Location identification entries.
┄┄┄┄┄┄┄┄┄┄┄┄┄┄┄┄┄┄┄┄

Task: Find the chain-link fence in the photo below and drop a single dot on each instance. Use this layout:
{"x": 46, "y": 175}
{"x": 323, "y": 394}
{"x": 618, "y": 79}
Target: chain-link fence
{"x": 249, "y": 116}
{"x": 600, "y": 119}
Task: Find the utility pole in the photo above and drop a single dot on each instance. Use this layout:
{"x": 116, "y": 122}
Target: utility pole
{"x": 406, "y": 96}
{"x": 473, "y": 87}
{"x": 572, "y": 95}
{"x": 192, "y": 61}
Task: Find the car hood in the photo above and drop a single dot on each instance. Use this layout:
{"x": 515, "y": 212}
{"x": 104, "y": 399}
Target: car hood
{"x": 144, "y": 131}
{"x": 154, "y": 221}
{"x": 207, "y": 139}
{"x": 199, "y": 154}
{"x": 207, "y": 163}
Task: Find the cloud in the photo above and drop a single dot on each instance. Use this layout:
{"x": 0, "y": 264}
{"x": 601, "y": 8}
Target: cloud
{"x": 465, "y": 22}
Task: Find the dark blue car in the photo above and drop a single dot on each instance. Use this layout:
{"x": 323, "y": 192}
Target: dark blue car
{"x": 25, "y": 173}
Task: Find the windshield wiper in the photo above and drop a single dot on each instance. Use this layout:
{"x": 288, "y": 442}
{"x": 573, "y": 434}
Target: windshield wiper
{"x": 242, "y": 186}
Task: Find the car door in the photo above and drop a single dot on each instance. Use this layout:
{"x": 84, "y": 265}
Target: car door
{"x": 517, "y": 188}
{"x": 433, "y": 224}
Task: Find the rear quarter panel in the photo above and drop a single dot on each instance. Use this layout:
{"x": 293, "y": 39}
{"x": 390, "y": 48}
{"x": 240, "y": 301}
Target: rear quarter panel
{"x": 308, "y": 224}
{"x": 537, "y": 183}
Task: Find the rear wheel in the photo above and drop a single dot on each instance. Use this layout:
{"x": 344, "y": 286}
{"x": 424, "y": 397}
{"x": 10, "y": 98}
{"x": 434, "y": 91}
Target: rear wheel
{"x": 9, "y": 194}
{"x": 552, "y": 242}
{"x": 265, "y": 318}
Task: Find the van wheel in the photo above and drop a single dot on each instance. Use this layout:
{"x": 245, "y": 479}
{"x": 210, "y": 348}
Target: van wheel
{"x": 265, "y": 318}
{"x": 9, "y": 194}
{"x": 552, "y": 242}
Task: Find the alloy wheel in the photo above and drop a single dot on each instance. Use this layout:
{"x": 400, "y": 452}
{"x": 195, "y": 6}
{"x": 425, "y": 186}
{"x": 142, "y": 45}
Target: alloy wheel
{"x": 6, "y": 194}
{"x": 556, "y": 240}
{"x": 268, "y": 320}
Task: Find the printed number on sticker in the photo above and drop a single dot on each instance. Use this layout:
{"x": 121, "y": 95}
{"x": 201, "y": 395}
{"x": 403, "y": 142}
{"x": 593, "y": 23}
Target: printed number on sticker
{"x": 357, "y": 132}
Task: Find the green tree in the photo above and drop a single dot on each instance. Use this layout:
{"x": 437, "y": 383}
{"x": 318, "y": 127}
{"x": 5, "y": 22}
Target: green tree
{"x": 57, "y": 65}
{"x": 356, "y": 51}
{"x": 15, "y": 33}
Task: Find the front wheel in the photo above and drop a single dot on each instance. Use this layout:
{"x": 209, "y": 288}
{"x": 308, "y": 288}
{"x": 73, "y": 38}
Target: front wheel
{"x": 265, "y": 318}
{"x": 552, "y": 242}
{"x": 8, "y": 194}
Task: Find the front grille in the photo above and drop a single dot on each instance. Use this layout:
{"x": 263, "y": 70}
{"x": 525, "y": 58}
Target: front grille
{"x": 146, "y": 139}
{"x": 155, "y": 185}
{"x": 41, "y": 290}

┄┄┄┄┄┄┄┄┄┄┄┄┄┄┄┄┄┄┄┄

Given exercise.
Output the lines above verbatim and in full.

Exercise answer.
Task: Find the chain-link fence in the photo below and drop a single dot on each instance. Use this layout:
{"x": 46, "y": 175}
{"x": 323, "y": 394}
{"x": 618, "y": 79}
Target: chain-link fence
{"x": 249, "y": 116}
{"x": 600, "y": 119}
Task: Find the utility pole in the photo above and drop a single dot on each instance. Use this layout:
{"x": 116, "y": 122}
Target: utility pole
{"x": 406, "y": 96}
{"x": 473, "y": 87}
{"x": 572, "y": 95}
{"x": 192, "y": 61}
Task: Find the car hood in the photo above and drop a single dot on each instance. Use this layout:
{"x": 515, "y": 212}
{"x": 104, "y": 399}
Target: car hood
{"x": 144, "y": 131}
{"x": 154, "y": 221}
{"x": 207, "y": 139}
{"x": 199, "y": 154}
{"x": 207, "y": 163}
Task: Find the cloud in the photo above and drop a single dot on each instance. Use this layout:
{"x": 0, "y": 264}
{"x": 601, "y": 8}
Target: cloud
{"x": 465, "y": 22}
Task: Find the dark blue car in the photo above and drop a single dot on each instance. Use this layout:
{"x": 323, "y": 192}
Target: dark blue car
{"x": 25, "y": 173}
Task: Find the windshield wiper in the photo above and drop a single dot on each instance. Use this layout:
{"x": 288, "y": 442}
{"x": 573, "y": 434}
Target: windshield wiper
{"x": 242, "y": 186}
Task: Find the car door in the photo above and drop a single dot on each instance. Use this layout:
{"x": 84, "y": 265}
Target: car door
{"x": 517, "y": 188}
{"x": 433, "y": 224}
Task: Find the rear quarter panel in the photo above and drop a single dot on each instance. Use this layout:
{"x": 293, "y": 39}
{"x": 390, "y": 48}
{"x": 240, "y": 301}
Target: rear quarter panel
{"x": 308, "y": 224}
{"x": 537, "y": 183}
Task: Find the rear wheel in the photo above and drop a single dot on each instance. Use this layout:
{"x": 344, "y": 286}
{"x": 424, "y": 397}
{"x": 10, "y": 98}
{"x": 434, "y": 91}
Target: rear wheel
{"x": 9, "y": 194}
{"x": 552, "y": 242}
{"x": 265, "y": 318}
Task: Find the van wheel in the photo above and drop a single dot on each instance. Use this layout:
{"x": 245, "y": 479}
{"x": 210, "y": 348}
Target: van wheel
{"x": 265, "y": 318}
{"x": 9, "y": 194}
{"x": 552, "y": 242}
Task: Find the alloy wheel in the photo above and drop a single dot on each instance. Use this layout:
{"x": 400, "y": 452}
{"x": 195, "y": 6}
{"x": 425, "y": 186}
{"x": 142, "y": 45}
Target: alloy wheel
{"x": 6, "y": 194}
{"x": 556, "y": 240}
{"x": 268, "y": 320}
Task: Find the printed number on sticker in the photo above and drop a single dot on each instance. Use this layout:
{"x": 121, "y": 95}
{"x": 201, "y": 395}
{"x": 403, "y": 142}
{"x": 593, "y": 23}
Target: printed number on sticker
{"x": 357, "y": 132}
Task: Find the green tree in the photo above and drop a single dot on each instance. Use this layout:
{"x": 437, "y": 383}
{"x": 318, "y": 127}
{"x": 5, "y": 22}
Target: green tree
{"x": 57, "y": 65}
{"x": 356, "y": 51}
{"x": 15, "y": 33}
Task: Find the front wheel in the photo above and drop a single dot on each instance. Use this layout:
{"x": 209, "y": 288}
{"x": 308, "y": 288}
{"x": 73, "y": 38}
Target: front wheel
{"x": 265, "y": 318}
{"x": 552, "y": 242}
{"x": 8, "y": 194}
Task: Find the front grille in the photo above and drop a single dot on each instance. Use this layout:
{"x": 263, "y": 70}
{"x": 525, "y": 58}
Target: front grille
{"x": 146, "y": 139}
{"x": 155, "y": 185}
{"x": 41, "y": 290}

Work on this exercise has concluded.